• _Job_
Reproduce the items verbatim, from the first line through the line containing "<point>537,334</point>".

• _Data shown_

------------------------------

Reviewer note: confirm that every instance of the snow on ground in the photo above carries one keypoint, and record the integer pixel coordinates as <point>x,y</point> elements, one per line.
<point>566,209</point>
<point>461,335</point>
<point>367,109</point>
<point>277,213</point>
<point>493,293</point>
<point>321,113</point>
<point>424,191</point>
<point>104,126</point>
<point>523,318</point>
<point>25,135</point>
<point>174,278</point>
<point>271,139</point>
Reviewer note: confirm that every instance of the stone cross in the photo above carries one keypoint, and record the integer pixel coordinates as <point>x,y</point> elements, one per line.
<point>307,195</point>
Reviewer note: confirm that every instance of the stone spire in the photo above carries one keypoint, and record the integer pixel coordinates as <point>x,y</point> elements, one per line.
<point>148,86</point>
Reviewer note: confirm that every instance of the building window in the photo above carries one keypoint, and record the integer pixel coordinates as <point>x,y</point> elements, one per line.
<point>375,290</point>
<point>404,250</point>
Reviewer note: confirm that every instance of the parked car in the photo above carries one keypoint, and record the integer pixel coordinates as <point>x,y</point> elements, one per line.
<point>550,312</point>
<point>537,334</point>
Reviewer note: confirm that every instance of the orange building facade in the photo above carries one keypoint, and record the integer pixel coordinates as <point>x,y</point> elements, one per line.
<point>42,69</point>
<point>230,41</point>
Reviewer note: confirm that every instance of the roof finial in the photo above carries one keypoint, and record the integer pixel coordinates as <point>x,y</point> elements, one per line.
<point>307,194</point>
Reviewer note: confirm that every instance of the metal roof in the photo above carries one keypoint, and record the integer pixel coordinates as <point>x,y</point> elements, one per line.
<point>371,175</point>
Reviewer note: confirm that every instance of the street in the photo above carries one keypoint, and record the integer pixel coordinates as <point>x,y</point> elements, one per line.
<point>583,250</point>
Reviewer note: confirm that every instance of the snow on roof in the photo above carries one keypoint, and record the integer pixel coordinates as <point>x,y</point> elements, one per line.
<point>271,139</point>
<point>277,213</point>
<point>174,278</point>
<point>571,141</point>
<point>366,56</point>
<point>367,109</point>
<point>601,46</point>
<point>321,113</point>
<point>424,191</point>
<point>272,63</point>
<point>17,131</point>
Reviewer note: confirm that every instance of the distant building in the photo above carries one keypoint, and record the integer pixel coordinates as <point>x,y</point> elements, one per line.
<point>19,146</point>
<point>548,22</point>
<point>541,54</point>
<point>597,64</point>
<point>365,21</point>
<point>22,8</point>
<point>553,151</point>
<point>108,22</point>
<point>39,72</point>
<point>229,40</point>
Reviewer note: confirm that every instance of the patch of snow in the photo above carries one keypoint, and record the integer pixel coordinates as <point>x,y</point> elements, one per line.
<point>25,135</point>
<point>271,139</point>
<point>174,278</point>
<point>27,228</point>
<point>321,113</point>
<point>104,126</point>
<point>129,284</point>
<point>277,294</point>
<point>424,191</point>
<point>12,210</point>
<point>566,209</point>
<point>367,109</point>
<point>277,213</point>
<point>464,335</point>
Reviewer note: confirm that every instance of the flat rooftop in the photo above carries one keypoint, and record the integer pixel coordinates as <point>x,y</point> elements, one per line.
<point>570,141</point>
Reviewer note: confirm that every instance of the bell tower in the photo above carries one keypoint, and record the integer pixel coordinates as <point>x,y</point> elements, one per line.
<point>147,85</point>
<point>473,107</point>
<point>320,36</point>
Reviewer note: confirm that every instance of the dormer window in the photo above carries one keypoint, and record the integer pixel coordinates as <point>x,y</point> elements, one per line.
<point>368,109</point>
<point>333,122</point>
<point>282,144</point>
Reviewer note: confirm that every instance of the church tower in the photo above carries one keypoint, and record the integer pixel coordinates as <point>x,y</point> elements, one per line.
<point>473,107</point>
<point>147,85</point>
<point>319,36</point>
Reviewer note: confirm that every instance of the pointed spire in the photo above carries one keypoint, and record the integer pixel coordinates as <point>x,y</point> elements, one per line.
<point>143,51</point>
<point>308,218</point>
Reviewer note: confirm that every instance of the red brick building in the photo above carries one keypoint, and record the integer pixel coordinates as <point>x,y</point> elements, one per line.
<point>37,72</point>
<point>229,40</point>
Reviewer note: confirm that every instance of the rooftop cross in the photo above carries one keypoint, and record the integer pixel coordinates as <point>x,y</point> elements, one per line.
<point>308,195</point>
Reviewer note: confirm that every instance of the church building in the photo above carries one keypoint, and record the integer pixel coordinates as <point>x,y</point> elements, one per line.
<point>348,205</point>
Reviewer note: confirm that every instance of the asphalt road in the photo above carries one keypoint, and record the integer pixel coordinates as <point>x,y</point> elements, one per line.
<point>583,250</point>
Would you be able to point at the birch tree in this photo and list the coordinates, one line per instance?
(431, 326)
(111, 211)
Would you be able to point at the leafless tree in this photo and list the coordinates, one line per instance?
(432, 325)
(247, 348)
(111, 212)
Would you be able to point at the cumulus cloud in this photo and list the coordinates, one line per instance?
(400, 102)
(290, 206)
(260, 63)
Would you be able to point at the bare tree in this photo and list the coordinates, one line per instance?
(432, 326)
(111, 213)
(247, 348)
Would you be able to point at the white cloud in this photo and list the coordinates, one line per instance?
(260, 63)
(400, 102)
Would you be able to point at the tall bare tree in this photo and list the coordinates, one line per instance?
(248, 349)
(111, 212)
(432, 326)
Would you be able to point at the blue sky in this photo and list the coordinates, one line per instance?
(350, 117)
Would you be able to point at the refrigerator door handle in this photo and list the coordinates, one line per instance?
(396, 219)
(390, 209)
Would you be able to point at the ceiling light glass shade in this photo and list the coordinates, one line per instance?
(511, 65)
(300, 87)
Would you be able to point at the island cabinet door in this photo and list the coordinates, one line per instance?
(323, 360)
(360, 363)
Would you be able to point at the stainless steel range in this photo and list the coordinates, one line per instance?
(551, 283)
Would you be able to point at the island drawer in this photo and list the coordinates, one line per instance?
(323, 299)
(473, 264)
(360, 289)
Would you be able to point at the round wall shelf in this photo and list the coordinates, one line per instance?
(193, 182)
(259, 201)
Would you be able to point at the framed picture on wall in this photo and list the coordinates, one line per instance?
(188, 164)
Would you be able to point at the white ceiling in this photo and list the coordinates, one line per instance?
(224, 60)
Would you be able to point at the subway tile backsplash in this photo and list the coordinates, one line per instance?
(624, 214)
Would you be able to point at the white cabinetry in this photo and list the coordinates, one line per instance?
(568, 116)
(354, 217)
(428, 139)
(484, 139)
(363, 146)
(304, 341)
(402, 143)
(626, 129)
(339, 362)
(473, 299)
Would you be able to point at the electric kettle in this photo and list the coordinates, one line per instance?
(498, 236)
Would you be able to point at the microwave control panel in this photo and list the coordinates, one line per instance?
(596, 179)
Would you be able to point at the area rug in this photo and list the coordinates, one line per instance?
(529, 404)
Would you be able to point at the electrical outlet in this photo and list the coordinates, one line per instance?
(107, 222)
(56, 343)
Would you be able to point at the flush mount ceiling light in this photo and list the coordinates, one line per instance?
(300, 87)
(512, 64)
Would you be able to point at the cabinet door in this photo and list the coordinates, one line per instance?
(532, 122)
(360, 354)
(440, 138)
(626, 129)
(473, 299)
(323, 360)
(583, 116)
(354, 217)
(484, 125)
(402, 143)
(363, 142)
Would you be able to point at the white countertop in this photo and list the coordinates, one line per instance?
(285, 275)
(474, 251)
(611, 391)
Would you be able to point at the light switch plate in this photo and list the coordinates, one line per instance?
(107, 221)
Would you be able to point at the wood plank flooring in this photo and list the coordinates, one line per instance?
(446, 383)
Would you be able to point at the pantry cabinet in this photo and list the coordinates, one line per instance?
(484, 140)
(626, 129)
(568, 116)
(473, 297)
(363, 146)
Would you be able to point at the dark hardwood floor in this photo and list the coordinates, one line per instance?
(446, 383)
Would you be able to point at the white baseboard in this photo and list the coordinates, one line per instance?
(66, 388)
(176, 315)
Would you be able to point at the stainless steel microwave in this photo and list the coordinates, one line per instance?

------------------------------

• _Written solution_
Reviewer note: confirm that every instance of the snow on ground in the photo above carries one keypoint, and record the integer pixel coordinates as <point>x,y</point> elements, one per line.
<point>566,209</point>
<point>461,335</point>
<point>367,109</point>
<point>277,213</point>
<point>493,293</point>
<point>321,113</point>
<point>424,191</point>
<point>104,126</point>
<point>523,318</point>
<point>25,135</point>
<point>174,278</point>
<point>271,139</point>
Reviewer note: confirm that every instance of the stone cross in the photo above carries one keypoint, and record the integer pixel coordinates as <point>x,y</point> elements, one per line.
<point>307,195</point>
Reviewer note: confirm that every instance of the stone spire in the photo above carries one keypoint, and record the integer pixel coordinates as <point>x,y</point> elements, one per line.
<point>148,86</point>
Reviewer note: confirm that every instance of the building window in the photo above carries one keypoint, and record the integer pixel coordinates as <point>x,y</point> elements, one per line.
<point>375,290</point>
<point>404,250</point>
Reviewer note: confirm that every instance of the parked car in the photo above carries one keypoint, and record the integer pixel coordinates as <point>x,y</point> elements, one per line.
<point>550,312</point>
<point>537,334</point>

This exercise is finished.